Arrange every line of the listing below as a numbered list, omitting blank lines and leaving the pictures out.

■ **Extracts from a box-labeled dataset**:
☆ ☆ ☆
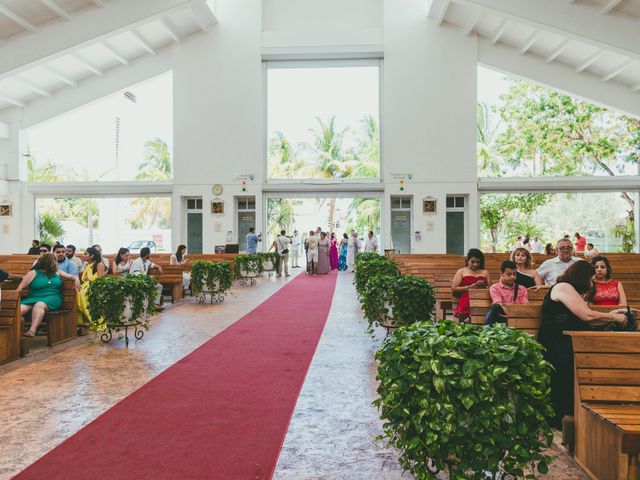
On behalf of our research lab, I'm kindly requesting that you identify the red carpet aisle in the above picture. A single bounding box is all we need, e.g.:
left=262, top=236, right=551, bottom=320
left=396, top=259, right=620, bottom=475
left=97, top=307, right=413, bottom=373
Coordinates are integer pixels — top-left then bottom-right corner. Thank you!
left=14, top=273, right=336, bottom=480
☆ ☆ ☆
■ **FULL OUTPUT**:
1. On behalf of our research lab, I'm kindly requesting that you identify the red carpet aisle in the above picture. A single bounding box is all we need, e.g.:
2. left=262, top=236, right=551, bottom=320
3. left=396, top=259, right=620, bottom=475
4. left=97, top=307, right=413, bottom=373
5. Coordinates are integer pixels — top-left then bottom-right corner. Thank you!
6. left=14, top=273, right=336, bottom=480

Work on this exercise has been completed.